---- Material provided

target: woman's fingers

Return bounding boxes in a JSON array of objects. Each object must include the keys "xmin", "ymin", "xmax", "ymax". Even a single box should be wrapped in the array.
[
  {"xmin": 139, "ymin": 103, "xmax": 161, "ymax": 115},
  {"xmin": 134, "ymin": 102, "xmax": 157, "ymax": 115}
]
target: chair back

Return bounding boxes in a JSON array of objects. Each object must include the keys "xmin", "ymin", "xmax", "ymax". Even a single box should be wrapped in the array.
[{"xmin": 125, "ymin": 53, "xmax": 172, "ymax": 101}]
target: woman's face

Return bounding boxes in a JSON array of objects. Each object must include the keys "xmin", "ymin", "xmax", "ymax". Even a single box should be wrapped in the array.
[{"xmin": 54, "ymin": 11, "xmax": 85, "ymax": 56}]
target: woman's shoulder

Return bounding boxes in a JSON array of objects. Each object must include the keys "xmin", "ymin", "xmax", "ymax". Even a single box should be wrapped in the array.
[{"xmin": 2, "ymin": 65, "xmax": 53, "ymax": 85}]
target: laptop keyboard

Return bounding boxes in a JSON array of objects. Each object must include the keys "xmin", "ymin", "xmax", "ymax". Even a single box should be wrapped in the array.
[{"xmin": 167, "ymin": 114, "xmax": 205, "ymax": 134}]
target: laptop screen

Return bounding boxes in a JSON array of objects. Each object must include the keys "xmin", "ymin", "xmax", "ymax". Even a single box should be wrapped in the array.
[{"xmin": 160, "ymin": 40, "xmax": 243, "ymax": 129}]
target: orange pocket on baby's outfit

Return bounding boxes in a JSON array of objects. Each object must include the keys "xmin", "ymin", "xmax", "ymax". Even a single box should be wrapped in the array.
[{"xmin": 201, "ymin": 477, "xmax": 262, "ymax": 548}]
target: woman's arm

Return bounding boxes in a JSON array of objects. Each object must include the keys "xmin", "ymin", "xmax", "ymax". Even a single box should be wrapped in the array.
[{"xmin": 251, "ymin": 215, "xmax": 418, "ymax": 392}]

--------

* Exercise objective *
Please format the lines as a JSON list of strings, one string per line and blank lines left out, starting at the line that contains "target: orange pocket on baby's outfit" and ending at the last of the lines above.

* Solution to this exercise *
[
  "target: orange pocket on baby's outfit",
  "Return bounding boxes in a JSON array of objects. Each object must include the keys \"xmin\", \"ymin\", \"xmax\", \"ymax\". Even a single box should be wrapped in the array.",
  "[{\"xmin\": 201, \"ymin\": 477, \"xmax\": 262, \"ymax\": 548}]",
  "target: woman's arm",
  "Return bounding boxes in a JSON array of objects. Each object must include the keys \"xmin\", \"ymin\", \"xmax\", \"ymax\". Even a single box should be wrapped in the array.",
  "[{\"xmin\": 251, \"ymin\": 215, \"xmax\": 418, \"ymax\": 392}]"
]